Pointing and labeling entries
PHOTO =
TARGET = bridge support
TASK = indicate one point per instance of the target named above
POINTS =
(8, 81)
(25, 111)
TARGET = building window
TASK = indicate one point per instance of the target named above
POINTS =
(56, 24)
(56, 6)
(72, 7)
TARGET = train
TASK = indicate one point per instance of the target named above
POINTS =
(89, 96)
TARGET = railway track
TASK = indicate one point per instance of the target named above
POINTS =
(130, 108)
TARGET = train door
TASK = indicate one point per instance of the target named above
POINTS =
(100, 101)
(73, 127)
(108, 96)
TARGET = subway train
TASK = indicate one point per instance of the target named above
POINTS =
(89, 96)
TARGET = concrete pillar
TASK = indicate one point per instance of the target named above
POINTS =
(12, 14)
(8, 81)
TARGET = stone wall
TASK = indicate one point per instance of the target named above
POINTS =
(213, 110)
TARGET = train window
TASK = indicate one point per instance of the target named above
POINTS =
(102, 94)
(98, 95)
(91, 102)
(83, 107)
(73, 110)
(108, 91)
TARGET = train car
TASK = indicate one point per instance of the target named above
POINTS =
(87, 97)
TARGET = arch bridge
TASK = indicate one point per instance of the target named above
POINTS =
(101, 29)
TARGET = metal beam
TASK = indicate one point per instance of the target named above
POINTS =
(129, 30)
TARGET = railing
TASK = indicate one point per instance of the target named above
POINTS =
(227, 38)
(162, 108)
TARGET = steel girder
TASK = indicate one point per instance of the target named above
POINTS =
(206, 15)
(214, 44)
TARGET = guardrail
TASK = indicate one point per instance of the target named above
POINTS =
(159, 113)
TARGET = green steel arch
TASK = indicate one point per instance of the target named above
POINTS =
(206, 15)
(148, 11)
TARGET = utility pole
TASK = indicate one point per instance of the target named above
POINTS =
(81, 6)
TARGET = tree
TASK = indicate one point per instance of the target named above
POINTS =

## YOUR INSTRUCTIONS
Your task is to give the records above again, exactly.

## SOLVED EXERCISE
PHOTO =
TARGET = bridge support
TASK = indicate one point per instance of the target named above
POINTS =
(8, 81)
(25, 111)
TARGET = building window
TASK = indicate one point per instance of the target named above
POINTS =
(56, 24)
(56, 6)
(72, 7)
TARGET = train
TASK = indicate one point per instance of the target named above
POINTS =
(89, 96)
TARGET = railway track
TASK = indicate one point per instance of the target named above
POINTS =
(130, 108)
TARGET = train door
TASK = indicate one point per instance of the target named above
POINTS =
(100, 101)
(73, 127)
(108, 96)
TARGET = subway train
TASK = indicate one point per instance of the target named above
POINTS =
(89, 96)
TARGET = concrete pillar
TASK = indicate one point per instance of the target named above
POINTS =
(12, 14)
(8, 81)
TARGET = stone wall
TASK = indicate one point per instance of the target named above
POINTS =
(213, 110)
TARGET = train window
TASK = indicate one point per instance of the target named above
POINTS =
(102, 94)
(98, 95)
(91, 102)
(83, 107)
(73, 110)
(108, 91)
TARGET = train car
TASK = indicate one point per instance of the target named above
POINTS =
(87, 97)
TARGET = arch bridge
TASK = indicate one point per instance of the target named above
POINTS =
(101, 29)
TARGET = metal beam
TASK = indicate one point per instance of the target named above
POINTS =
(129, 30)
TARGET = railing
TASK = indicate one point per instance of the target named above
POINTS =
(227, 38)
(162, 108)
TARGET = steel girder
TASK = indicate one point per instance of the target named above
POINTS =
(206, 15)
(214, 44)
TARGET = guardrail
TASK = indicate one point per instance of the target named above
POINTS =
(159, 113)
TARGET = green steel arch
TASK = indicate one point per instance of the target named above
POINTS =
(206, 15)
(148, 11)
TARGET = utility pole
TASK = indicate one point per instance of the target named above
POINTS =
(81, 6)
TARGET = tree
TASK = indicate one point per instance of the target named above
POINTS =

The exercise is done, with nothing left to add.